Data for review ::
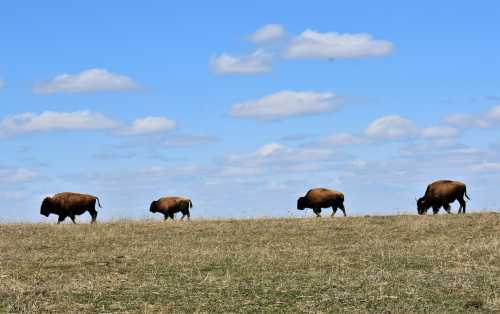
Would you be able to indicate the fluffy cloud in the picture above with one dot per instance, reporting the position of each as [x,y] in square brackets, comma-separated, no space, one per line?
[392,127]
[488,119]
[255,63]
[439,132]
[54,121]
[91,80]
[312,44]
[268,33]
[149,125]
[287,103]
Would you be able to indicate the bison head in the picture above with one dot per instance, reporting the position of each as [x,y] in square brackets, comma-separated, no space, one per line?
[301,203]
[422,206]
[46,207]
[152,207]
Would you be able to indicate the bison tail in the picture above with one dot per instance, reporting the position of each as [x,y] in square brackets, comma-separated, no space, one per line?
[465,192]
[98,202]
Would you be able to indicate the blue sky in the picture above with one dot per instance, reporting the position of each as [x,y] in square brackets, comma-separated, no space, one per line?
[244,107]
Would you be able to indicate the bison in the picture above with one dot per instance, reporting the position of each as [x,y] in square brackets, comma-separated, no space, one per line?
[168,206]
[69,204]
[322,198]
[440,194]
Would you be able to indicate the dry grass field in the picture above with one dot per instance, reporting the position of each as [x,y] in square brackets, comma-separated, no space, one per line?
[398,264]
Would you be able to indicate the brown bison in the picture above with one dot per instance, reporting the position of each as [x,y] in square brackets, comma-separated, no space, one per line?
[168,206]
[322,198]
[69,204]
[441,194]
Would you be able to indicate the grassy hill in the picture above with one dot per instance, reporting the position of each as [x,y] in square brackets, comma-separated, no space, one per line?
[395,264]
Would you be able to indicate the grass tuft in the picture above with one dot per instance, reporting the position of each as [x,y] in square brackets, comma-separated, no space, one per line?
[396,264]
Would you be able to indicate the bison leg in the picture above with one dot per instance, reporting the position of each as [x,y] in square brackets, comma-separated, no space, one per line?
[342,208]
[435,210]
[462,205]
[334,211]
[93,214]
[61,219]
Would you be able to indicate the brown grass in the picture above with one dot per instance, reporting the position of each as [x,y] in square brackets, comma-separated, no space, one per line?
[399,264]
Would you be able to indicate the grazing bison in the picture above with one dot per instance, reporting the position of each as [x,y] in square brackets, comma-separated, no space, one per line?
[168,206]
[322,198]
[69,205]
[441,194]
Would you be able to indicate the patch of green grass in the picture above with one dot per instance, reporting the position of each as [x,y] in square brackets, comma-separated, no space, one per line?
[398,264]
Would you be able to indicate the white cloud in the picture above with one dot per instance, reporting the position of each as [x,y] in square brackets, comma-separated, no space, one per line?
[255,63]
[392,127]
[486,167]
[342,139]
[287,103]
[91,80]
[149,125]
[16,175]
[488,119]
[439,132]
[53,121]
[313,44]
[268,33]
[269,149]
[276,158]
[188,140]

Work to complete :: Drop the pictures; repeat each entry above exactly.

Answer to this task ::
Would you be able to indicate the fluffy cloud in the picture above with one dot per instance, reporting the position of each as [x,y] in square brackets, comma-separated, no space, one per line?
[392,127]
[488,119]
[255,63]
[439,132]
[54,121]
[91,80]
[312,44]
[268,33]
[149,125]
[287,103]
Would you be able to indicate the bison head in the picture above with one dot per instance, reporting the position of each as [x,y] in square brackets, comma-separated, no space, one per line?
[301,203]
[422,206]
[46,207]
[152,207]
Would you be able to indicate the bison tail in the picture above with one dot per instance, reporting the position of each as [x,y] in square brackets, comma-separated, no space, one per line?
[465,192]
[98,202]
Would you be able to indicate the blue sky in the picture above with one dot per instance, reporting the position of each as [x,y] in square brackets, comma-separated, no space, one per line?
[244,107]
Would you be able to indicate the bison in the picture above with one dot per instance, reporting the position of each as [x,y] in square brackets, comma-separated, no space, one per line?
[168,206]
[69,204]
[322,198]
[440,194]
Would you be able to indicate the dry grass field in the picture above with one dot per instance, reporting the position of each as [x,y] in square brackets, comma-separated, no space, one per line?
[398,264]
Would you be able to indicate the brown bison in the picture above with one dot per instance, reporting the position of each as [x,y] in square brackets, comma-separated, no space, one per line?
[168,206]
[322,198]
[69,204]
[441,194]
Would you be able to indicate the grassy hill in the picture above with one dot per instance, reporting the position of each as [x,y] in square brackets, comma-separated, no space, one per line?
[395,264]
Would you be able to indicate the grass tuft in the picture above with one dot per instance, reporting the position of each as [x,y] in square brackets, comma-separated, no space, one per line?
[396,264]
Would you be able to indicate the bison leg in the picture above with one dot per instance, reporting the position of each as [x,y] in square brackets, comma-separated, no space, one per line?
[342,208]
[435,210]
[462,205]
[334,211]
[93,214]
[61,219]
Would you be able to indicate the brown grass in the picture above with one dot per instance, reporting the position of each as [x,y] in square brackets, comma-separated, no space, one per line?
[399,264]
Would you be able to indicate the grazing bison in the picture above with one dot per instance, reporting the position of each as [x,y] in square brackets, comma-separated, no space, one per line?
[168,206]
[322,198]
[69,205]
[441,194]
Would you be able to indicate the patch of green grass in the picture above with one dot per instance, reporting the position of each as [x,y] in square brackets, comma-separated, no space, one per line?
[398,264]
Would you be able to indicate the white cloud in the picture above with one dot per instance, reporting the position of each as [x,y] in square brackets, comma-separated, no space, one per line?
[255,63]
[392,127]
[486,167]
[342,139]
[287,103]
[91,80]
[149,125]
[16,175]
[488,119]
[439,132]
[53,121]
[313,44]
[268,33]
[269,149]
[276,158]
[188,140]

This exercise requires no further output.